GOAL: Retype all material exactly. Pictures stay out of the copy.

* Begin *

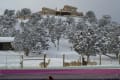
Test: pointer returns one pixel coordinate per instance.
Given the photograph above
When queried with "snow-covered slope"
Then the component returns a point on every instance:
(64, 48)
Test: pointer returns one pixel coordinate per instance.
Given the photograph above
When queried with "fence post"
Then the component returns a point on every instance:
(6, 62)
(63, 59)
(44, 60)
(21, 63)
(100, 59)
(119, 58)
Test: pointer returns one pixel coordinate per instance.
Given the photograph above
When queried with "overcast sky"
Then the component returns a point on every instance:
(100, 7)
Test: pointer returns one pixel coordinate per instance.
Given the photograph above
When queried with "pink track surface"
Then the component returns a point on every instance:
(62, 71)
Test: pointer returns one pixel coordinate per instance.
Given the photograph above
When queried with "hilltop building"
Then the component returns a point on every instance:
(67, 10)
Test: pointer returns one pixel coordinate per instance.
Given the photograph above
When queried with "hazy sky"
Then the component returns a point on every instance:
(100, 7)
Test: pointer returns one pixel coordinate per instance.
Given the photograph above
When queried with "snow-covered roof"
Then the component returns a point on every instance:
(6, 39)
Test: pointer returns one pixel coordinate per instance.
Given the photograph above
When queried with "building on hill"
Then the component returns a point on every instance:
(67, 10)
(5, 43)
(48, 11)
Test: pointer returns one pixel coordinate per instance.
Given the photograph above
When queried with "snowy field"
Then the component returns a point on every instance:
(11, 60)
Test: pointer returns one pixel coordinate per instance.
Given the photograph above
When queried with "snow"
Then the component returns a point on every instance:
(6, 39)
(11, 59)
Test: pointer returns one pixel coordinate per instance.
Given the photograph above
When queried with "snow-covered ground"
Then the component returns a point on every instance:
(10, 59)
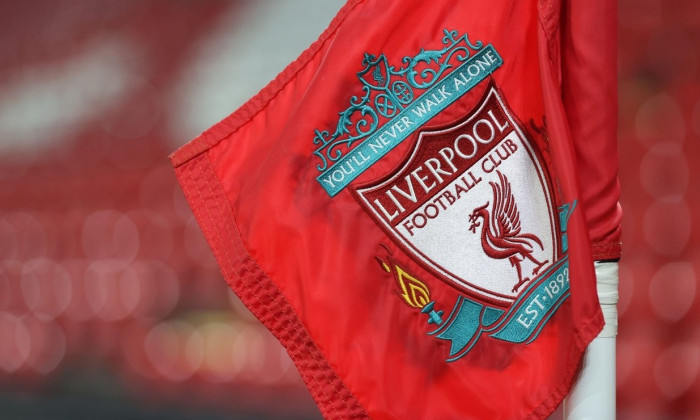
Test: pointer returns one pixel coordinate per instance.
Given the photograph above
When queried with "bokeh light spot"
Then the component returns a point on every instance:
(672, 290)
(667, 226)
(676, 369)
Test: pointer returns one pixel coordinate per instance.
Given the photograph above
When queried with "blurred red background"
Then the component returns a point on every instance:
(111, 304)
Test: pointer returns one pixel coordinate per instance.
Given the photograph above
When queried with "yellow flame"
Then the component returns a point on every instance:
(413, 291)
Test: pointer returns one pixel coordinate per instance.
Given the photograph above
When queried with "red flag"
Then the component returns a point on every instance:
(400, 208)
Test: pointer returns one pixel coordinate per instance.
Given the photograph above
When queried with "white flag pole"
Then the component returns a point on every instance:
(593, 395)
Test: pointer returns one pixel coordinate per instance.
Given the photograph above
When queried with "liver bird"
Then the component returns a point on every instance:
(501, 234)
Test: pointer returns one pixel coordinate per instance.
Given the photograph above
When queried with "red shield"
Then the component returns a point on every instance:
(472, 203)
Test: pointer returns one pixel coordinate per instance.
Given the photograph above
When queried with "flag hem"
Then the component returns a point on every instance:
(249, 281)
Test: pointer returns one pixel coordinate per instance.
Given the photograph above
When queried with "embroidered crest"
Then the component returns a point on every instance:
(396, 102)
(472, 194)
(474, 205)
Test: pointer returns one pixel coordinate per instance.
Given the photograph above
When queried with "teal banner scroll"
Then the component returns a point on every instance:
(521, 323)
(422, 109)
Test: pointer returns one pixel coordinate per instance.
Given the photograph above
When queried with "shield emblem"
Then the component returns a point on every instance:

* End *

RESULT:
Test: pointer returns one pixel coordinate per instance.
Given the photograph above
When queried with "snow-covered slope"
Then the component returns a point on every instance:
(64, 48)
Test: pointer returns one pixel coordinate per instance.
Given the photograph above
When queried with "fence post"
Then the component returns a point on every instance:
(6, 62)
(63, 59)
(44, 60)
(21, 63)
(100, 59)
(119, 58)
Test: pointer returns one pixel coordinate per instance.
Given the photograph above
When queried with "overcast sky"
Then the component returns a point on every instance:
(100, 7)
Test: pointer returns one pixel coordinate per instance.
Given the photograph above
When queried with "pink track surface"
Then the component returns a point on every instance:
(62, 71)
Test: pointer returns one pixel coordinate per instance.
Given the photograph above
When queried with "hilltop building"
Then the component returns a point on every instance:
(67, 10)
Test: pointer returns one pixel coordinate per instance.
Given the photograph above
When queried with "hazy sky"
Then the component returns a point on every instance:
(100, 7)
Test: pointer returns one pixel coordinate per instance.
Given the photograph above
When queried with "snow-covered roof"
Then the component returns a point on every instance:
(6, 39)
Test: pointer returns one pixel coordinate per instance.
Given the photograph above
When queried with "building on hill"
Then the component returns a point on every instance:
(67, 10)
(5, 43)
(48, 11)
Test: pointer returns one pixel coordinate per instance.
Given the photograph above
When queried with "snowy field"
Then the component returns a point on every instance:
(11, 60)
Test: pointer returns one pixel coordinate per instance.
Given the photograph above
When queried with "snow"
Then the component returns a point on every instance:
(6, 39)
(11, 59)
Test: pointer returns one pixel coordinate per instance.
Given the photograph above
When queried with "snow-covered ground"
Then the component returns a point on every instance:
(10, 59)
Test: pointer returns one pixel coordinate per instance.
Given the photograph above
When queried with "bokeh light spot"
Then the component returns a point on every instance:
(672, 290)
(667, 226)
(676, 369)
Test: pointer returns one pixel coordinate per instance.
Given the photograph above
When queried with "blurred red background"
Then the component returns a point on every instance:
(111, 304)
Test: pointer returns one pixel coordinate per instance.
Given the photograph above
When queried with "yellow flame"
Then the component returns a point on every instance:
(413, 291)
Test: pointer returns one pixel coordinate per instance.
Given the photograph above
When queried with "red flag"
Then the component returns a point on every instance:
(400, 208)
Test: pointer returns one pixel coordinate per instance.
Given the photograph above
When queried with "white flag pole"
Then the component returns a point on every instance:
(593, 395)
Test: pointer returns one pixel coordinate per instance.
Given the photograph above
When queried with "liver bird"
Then the component returns a point on every instance:
(501, 234)
Test: pointer returns one pixel coordinate per instance.
Given the photograph above
When queried with "red shield"
Then the component returns a point on every instance:
(472, 203)
Test: pointer returns one pixel coordinate per instance.
Given the photograph above
When queried with "flag hem"
Then the component returns a point on every instance:
(249, 281)
Test: pointer returns one pixel coordinate per instance.
Given the photograph above
When queried with "embroidered crest"
Then the component returns a point on every instance:
(396, 102)
(472, 194)
(474, 205)
Test: pointer returns one pixel coordinate per instance.
Given the photograph above
When queried with "teal banner scroll"
Then the component returns a point on every instance:
(521, 323)
(422, 109)
Test: pointer returns one pixel coordinate per instance.
Given the photograph above
When queried with "shield emblem"
Then the component returns a point on every instance:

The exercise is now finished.